:: ИСХОДНЫЕ ДАННЫЕ ::
|---|

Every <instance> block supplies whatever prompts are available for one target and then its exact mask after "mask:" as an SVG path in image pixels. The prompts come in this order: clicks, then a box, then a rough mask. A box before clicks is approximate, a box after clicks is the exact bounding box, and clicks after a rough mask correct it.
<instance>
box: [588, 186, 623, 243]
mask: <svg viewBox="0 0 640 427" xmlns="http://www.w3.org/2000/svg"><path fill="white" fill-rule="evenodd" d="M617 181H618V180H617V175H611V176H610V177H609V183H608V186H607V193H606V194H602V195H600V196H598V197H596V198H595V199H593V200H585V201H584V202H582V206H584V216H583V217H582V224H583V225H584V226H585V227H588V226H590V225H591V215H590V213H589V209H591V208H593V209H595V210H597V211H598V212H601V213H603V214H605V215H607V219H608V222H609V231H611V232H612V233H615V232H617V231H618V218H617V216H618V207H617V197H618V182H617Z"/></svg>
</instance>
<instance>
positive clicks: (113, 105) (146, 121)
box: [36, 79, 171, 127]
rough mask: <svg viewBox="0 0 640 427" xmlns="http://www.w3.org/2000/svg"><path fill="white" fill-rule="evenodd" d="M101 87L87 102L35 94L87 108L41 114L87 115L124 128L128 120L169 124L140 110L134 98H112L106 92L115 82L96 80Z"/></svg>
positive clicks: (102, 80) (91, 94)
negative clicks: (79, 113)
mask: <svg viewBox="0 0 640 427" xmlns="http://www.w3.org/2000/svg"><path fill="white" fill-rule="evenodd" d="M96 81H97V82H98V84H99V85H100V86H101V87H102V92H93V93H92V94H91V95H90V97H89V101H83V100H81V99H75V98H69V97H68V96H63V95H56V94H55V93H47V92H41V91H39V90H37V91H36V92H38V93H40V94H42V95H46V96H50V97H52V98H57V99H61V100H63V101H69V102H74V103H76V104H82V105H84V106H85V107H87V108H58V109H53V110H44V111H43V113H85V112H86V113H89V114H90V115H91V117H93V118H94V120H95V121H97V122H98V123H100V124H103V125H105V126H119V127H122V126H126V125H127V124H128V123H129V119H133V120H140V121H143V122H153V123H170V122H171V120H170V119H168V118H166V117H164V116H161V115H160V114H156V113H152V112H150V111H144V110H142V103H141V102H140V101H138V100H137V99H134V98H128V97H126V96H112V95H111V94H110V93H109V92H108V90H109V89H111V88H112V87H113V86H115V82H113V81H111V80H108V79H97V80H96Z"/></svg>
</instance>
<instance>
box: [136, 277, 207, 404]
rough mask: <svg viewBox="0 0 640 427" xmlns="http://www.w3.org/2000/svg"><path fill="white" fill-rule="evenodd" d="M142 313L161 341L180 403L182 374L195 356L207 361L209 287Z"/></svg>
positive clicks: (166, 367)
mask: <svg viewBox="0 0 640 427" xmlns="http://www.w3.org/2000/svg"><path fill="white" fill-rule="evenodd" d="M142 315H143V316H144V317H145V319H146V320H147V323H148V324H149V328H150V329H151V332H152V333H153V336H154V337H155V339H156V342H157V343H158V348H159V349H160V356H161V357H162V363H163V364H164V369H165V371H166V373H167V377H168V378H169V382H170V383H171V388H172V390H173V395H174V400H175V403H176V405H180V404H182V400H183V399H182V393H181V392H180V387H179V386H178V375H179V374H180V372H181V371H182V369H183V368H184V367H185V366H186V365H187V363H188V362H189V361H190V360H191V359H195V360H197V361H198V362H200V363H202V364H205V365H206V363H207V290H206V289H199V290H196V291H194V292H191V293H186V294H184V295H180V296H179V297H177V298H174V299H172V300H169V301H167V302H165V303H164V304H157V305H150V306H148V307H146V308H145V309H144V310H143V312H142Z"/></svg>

|---|

:: ЧТО НУЖНО СДЕЛАТЬ ::
Пожалуйста, выберите в пунктах выше все строки, где встречается слово «positive», и перепишите их.

:: РЕЗУЛЬТАТ ::
positive clicks: (113, 105) (146, 121)
positive clicks: (102, 80) (91, 94)
positive clicks: (166, 367)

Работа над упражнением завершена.